WHAT YOU HAVE TO DO —
Answer these questions from the text on computer repair fraud below:
(a) What does the text give as the main reason computer repair fraud is rampant and growing?
(b) Before the computer age, which kind of repair fraud does the text call the big hitter?
(c) What does the text say makes technology hard to keep up with even for the experienced computer user?

DOCUMENT TEXT —
As with nearly anywhere else services are purchased and paid for, computer repair fraud is rampant and growing. This is primarily due to the fact that most computer users know only enough to be able to use the computer. Unscrupulous individuals are quick to take advantage of that lack of knowledge in order to rip off the consumer.

This is certainly nothing new, but the proliferation of fraud in the last half-century has concentrated on technology. The fewer people who know about the technology, the easier it is to soak them for their hard earned cash. Before the computer age, auto repair fraud was the big hitter, primarily aimed at those the least likely to know anything about repairs, mostly women.

Women have increasingly grown to know more about cars. Computer repair fraud has a wider base, though. The technology is changing so fast that it is hard to keep up with even for the experienced computer user, regardless of gender. Women are no longer almost exclusively targeted, almost everyone is.

It takes very little time for someone who is very knowledgeable in computer technology and who is up to date to tell that someone else isn’t. The less a person knows about computers, the easier and faster it becomes to determine it.

RECORDS SUPPLIED —
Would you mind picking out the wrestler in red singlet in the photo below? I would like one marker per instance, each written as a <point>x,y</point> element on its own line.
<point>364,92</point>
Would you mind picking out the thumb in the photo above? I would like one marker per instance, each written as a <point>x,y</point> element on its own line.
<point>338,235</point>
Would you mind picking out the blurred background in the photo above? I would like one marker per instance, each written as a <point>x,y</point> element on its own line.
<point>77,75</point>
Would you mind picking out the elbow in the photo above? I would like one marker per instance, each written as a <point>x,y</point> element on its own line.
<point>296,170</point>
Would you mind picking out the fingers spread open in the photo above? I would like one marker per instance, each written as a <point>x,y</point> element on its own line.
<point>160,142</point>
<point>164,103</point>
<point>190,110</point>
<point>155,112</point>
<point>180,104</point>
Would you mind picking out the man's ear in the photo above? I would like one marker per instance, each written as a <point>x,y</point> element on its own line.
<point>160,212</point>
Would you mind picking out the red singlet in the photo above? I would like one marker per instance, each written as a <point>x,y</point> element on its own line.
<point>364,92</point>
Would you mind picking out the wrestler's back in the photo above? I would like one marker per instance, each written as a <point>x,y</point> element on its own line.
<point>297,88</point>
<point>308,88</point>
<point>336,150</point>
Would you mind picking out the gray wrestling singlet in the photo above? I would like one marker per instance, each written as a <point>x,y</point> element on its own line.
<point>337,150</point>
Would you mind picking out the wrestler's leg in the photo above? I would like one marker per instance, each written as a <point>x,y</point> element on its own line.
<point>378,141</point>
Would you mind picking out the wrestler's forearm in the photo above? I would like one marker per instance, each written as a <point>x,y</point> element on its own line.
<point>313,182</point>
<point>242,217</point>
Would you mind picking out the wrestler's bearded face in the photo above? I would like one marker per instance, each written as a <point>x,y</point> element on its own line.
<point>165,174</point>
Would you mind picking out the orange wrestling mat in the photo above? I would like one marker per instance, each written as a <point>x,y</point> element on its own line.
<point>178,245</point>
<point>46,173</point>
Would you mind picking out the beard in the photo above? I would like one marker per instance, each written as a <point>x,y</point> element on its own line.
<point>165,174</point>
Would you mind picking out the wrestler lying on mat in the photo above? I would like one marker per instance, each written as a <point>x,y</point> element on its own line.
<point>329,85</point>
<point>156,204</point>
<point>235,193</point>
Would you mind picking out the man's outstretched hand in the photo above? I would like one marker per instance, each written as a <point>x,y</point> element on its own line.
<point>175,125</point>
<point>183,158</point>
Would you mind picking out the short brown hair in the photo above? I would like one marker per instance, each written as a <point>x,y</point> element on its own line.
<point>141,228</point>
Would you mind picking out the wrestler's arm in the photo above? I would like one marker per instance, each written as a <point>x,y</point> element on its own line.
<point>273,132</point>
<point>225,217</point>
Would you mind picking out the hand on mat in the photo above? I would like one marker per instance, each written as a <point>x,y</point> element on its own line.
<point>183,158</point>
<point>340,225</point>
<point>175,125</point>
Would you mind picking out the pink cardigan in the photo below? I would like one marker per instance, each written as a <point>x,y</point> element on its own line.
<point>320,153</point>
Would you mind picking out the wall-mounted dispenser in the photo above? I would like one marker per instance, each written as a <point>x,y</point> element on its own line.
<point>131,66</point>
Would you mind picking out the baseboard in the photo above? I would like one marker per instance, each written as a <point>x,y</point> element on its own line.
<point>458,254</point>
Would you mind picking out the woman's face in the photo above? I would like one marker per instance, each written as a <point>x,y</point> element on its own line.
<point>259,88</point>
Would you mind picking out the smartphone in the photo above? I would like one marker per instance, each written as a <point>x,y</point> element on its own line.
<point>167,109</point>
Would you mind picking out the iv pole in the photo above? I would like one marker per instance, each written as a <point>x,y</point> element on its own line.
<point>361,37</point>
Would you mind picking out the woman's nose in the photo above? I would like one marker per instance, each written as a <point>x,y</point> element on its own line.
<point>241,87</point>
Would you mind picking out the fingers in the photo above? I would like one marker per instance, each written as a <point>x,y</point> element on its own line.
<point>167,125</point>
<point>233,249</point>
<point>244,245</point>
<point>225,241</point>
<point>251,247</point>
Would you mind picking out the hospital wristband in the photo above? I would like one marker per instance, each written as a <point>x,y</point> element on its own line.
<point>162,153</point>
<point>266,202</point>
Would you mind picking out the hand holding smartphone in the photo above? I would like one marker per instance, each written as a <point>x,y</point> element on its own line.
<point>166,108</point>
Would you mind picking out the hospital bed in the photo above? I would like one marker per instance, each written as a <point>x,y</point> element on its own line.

* * *

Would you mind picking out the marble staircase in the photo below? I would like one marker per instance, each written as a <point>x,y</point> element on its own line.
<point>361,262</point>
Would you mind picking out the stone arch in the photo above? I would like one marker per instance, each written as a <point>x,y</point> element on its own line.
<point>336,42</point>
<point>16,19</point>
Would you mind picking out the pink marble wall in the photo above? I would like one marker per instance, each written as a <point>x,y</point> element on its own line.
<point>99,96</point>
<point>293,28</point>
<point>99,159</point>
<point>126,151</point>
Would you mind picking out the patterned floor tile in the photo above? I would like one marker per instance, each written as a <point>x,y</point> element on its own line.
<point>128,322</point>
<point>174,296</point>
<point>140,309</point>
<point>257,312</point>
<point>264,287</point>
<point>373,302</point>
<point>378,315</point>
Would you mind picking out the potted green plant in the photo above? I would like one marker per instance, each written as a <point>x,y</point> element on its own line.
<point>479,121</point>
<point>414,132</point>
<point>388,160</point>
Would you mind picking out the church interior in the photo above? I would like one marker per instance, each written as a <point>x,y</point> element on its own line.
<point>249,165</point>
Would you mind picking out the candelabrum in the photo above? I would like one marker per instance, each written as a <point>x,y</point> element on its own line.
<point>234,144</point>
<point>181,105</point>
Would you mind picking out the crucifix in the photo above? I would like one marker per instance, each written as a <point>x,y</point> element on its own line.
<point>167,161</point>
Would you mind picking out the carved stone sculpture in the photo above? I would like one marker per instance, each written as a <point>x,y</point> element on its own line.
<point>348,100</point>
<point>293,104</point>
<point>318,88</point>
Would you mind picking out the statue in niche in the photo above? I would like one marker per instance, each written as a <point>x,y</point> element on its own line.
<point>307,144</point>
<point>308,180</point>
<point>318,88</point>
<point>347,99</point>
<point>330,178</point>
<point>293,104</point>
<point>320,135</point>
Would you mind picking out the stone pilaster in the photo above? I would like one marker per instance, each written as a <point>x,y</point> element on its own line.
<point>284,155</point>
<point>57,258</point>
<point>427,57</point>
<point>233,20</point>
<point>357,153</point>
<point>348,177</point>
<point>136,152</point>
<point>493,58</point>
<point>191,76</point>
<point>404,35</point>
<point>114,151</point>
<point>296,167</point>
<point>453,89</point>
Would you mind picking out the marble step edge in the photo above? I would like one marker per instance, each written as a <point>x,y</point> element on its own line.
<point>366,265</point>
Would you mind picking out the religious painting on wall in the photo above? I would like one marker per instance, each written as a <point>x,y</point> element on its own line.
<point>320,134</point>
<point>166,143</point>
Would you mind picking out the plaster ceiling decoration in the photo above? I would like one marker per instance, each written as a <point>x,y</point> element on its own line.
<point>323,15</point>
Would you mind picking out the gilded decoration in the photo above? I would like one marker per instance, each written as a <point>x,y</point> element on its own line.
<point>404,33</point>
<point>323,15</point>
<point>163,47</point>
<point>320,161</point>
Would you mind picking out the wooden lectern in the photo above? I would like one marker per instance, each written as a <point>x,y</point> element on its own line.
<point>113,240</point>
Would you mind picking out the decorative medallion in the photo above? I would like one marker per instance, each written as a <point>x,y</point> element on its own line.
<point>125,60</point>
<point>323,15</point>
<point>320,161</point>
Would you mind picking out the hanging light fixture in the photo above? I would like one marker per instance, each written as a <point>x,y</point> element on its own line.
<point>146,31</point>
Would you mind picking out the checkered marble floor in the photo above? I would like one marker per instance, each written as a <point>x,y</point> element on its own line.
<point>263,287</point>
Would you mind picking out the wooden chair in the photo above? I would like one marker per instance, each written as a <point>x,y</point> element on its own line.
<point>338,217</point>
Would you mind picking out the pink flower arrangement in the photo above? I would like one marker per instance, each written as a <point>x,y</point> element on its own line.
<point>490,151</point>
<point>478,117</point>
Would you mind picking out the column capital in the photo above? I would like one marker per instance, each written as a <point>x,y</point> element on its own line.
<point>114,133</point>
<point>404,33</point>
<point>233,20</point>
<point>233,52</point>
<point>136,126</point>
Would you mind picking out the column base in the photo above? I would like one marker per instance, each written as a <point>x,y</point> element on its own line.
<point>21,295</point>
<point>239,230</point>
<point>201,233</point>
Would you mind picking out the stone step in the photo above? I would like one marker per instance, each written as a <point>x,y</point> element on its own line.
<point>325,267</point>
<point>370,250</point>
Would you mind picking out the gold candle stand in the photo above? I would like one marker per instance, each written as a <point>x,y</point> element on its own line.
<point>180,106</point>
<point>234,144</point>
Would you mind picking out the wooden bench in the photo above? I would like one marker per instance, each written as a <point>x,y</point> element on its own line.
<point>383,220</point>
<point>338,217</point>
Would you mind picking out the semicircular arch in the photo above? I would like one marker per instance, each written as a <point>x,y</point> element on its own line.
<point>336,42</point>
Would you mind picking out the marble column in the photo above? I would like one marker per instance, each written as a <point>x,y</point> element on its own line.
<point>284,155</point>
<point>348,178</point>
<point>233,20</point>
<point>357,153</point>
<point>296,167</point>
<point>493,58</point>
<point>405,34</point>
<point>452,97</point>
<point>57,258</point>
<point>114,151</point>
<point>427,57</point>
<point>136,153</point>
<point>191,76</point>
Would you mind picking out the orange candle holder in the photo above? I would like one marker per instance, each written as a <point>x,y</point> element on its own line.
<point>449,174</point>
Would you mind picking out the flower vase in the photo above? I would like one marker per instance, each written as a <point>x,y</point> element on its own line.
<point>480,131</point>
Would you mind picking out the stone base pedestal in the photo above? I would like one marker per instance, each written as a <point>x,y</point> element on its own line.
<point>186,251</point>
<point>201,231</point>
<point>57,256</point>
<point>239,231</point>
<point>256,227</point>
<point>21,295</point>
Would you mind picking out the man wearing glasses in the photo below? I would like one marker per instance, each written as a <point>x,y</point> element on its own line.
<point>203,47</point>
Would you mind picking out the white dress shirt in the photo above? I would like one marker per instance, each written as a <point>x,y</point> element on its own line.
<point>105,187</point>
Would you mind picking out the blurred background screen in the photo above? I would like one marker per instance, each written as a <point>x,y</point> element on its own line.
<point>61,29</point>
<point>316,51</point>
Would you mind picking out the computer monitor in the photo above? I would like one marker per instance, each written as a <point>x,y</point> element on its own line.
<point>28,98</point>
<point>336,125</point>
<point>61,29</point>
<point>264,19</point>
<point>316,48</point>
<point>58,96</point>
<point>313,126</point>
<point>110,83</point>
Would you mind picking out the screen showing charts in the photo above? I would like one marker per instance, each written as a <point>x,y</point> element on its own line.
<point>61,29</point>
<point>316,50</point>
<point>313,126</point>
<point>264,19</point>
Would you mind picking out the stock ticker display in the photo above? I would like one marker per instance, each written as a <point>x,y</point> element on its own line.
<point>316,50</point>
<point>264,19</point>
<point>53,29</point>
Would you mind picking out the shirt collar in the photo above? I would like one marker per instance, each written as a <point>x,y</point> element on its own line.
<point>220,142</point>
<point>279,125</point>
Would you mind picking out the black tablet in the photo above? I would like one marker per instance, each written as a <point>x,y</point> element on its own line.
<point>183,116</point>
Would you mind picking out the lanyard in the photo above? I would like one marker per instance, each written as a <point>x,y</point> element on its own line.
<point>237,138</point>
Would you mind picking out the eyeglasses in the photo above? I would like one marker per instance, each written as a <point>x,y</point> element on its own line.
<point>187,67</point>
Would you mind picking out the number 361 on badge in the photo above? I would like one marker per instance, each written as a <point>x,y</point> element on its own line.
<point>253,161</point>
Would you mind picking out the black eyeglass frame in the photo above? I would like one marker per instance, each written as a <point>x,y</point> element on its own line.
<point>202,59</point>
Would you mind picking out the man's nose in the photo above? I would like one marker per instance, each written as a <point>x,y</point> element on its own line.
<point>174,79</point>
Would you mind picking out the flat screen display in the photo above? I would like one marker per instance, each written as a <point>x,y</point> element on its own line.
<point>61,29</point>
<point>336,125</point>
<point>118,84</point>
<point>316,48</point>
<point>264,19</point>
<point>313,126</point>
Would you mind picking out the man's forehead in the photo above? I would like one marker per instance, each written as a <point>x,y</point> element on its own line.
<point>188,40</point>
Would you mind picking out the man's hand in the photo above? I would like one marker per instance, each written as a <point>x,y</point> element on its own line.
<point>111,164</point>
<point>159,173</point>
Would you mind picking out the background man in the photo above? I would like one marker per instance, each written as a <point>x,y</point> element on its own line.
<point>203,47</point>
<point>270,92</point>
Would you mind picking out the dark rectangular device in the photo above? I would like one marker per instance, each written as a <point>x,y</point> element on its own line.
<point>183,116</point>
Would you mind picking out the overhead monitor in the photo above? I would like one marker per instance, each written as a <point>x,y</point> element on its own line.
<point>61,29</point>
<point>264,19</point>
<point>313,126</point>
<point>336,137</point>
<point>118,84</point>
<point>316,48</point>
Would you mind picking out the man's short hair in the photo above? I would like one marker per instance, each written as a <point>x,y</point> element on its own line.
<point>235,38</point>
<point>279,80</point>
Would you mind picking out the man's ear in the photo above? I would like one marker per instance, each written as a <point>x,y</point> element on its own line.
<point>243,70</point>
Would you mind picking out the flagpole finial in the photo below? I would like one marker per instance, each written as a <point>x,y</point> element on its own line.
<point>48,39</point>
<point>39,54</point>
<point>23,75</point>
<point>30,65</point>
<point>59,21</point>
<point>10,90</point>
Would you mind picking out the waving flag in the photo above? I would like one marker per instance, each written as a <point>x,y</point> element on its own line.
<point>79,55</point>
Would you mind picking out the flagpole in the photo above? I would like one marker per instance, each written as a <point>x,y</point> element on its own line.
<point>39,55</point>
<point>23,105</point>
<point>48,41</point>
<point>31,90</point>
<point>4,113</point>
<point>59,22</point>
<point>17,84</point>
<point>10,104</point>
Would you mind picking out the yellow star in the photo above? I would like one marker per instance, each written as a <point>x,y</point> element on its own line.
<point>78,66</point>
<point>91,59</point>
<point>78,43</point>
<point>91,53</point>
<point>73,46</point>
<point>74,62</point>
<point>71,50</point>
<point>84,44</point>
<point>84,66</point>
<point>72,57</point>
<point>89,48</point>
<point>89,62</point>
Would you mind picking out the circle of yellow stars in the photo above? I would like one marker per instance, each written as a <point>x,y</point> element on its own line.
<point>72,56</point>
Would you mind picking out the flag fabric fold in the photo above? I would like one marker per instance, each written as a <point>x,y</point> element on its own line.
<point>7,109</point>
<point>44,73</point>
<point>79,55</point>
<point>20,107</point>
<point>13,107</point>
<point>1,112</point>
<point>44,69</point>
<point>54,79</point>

ANSWER TO THE TASK —
(a) Most computer users know only enough to be able to use the computer.
(b) Auto repair fraud.
(c) The technology is changing so fast.